Stored items from a collection:
= = = =

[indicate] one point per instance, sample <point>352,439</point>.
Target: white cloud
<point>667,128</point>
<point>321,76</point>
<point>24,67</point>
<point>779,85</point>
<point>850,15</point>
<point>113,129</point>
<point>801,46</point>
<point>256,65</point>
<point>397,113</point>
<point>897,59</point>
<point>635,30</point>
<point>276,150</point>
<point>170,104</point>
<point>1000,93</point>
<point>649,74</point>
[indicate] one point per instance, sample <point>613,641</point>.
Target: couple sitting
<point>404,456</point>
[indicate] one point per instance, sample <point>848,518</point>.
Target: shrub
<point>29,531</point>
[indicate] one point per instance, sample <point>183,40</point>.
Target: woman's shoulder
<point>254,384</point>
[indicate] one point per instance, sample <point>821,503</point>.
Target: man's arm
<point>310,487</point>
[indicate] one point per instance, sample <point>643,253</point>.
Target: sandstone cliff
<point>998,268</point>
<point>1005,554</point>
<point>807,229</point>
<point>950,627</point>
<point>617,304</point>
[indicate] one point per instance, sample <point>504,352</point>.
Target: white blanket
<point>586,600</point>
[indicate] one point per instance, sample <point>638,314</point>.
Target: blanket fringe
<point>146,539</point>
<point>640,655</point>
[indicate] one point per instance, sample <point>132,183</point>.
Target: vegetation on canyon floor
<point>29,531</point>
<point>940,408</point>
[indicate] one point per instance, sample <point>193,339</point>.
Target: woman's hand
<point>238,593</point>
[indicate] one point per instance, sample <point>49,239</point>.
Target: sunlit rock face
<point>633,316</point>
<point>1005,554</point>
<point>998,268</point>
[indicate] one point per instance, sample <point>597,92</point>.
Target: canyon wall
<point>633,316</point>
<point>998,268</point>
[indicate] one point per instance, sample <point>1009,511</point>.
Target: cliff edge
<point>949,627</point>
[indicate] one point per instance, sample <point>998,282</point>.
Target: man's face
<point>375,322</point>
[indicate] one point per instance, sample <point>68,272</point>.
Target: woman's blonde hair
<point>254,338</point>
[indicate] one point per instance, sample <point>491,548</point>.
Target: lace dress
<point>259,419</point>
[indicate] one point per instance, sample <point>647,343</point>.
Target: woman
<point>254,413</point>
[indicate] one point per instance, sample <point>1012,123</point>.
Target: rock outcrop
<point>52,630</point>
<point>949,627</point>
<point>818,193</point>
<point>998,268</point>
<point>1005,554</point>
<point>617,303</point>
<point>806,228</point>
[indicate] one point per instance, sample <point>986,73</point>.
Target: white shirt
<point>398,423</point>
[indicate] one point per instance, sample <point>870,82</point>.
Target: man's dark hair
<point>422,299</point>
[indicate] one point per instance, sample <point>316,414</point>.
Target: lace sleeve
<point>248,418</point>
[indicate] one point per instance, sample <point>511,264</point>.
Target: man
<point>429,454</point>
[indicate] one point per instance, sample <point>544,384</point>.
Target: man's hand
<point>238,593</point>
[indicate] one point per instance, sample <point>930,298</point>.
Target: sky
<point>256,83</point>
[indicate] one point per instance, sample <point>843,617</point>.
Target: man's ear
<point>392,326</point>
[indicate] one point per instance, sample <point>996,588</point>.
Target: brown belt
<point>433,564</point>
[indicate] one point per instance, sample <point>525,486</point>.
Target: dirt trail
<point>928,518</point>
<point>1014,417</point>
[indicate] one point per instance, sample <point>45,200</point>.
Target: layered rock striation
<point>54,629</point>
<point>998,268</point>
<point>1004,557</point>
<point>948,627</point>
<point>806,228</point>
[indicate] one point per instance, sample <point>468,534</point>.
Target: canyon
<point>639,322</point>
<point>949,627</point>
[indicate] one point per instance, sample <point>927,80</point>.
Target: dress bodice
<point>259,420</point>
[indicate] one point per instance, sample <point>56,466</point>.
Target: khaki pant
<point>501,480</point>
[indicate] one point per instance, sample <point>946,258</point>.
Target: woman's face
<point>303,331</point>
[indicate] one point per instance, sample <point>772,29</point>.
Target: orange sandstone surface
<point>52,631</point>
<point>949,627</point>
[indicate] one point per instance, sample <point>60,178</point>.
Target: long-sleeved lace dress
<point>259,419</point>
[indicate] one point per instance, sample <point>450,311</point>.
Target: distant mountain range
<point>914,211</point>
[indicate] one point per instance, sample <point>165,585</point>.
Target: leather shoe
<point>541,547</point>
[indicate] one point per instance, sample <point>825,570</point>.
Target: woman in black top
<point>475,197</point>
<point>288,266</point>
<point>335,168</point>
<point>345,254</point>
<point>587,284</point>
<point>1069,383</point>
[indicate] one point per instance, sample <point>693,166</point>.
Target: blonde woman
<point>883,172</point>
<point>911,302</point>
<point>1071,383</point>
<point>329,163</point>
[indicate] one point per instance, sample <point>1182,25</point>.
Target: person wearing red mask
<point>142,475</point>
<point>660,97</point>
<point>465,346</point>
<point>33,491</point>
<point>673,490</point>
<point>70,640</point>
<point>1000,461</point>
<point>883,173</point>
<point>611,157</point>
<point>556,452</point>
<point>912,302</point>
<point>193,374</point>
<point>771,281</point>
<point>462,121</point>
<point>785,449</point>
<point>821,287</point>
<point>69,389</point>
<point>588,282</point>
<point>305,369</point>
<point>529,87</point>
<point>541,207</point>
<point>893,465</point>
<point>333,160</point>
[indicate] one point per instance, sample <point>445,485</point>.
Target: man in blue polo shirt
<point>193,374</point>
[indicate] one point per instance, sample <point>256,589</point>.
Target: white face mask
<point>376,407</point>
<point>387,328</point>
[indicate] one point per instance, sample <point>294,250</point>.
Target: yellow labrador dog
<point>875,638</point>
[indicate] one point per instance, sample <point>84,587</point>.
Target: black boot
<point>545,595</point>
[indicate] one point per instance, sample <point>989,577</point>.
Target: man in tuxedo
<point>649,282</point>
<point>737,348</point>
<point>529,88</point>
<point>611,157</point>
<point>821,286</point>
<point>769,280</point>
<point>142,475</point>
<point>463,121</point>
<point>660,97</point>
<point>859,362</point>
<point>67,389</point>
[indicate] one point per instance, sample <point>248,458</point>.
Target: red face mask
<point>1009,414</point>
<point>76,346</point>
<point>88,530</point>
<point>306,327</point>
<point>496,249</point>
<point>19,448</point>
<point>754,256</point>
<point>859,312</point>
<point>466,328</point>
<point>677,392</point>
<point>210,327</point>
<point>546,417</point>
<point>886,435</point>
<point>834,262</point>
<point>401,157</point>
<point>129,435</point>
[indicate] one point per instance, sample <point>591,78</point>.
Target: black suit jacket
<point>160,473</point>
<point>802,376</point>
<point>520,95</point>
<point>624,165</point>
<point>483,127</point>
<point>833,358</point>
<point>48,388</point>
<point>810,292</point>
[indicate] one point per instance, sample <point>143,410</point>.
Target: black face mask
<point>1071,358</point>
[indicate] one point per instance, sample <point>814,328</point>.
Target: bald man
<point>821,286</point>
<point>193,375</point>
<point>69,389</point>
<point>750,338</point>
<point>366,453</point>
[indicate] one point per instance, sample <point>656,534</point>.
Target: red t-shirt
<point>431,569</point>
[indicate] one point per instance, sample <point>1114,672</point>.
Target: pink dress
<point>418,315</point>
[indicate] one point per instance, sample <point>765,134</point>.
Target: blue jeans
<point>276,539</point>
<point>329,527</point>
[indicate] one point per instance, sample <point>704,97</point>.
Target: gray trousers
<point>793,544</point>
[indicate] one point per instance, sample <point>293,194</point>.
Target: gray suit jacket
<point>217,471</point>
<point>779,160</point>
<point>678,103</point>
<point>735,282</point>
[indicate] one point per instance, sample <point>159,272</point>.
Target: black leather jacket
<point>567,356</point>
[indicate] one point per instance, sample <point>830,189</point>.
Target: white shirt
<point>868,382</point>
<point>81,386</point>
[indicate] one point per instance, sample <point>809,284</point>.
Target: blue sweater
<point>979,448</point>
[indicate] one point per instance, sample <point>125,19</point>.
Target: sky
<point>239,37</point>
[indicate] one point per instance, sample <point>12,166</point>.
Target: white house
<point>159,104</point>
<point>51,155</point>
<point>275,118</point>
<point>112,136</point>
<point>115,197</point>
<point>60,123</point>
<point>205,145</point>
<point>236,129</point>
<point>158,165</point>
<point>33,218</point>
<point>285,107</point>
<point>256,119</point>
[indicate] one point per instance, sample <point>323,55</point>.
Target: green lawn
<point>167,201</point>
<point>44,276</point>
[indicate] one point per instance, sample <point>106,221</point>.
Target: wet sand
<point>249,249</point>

= = = =

# Action item:
Above are the entries. Output exactly the lines beginning with the line that has "instance, sample <point>165,585</point>." and ending with the line that has "instance, sample <point>1182,25</point>.".

# Exercise answer:
[indicate] one point per instance, sample <point>165,585</point>.
Target: leather shoe
<point>541,547</point>
[indicate] one point per instance, sample <point>825,570</point>.
Target: woman in black top
<point>475,197</point>
<point>288,266</point>
<point>335,168</point>
<point>345,254</point>
<point>587,284</point>
<point>1069,383</point>
[indicate] one point per instance, sample <point>693,166</point>.
Target: blonde woman
<point>883,172</point>
<point>911,302</point>
<point>1071,383</point>
<point>329,163</point>
[indicate] one point per instance, sample <point>1182,25</point>.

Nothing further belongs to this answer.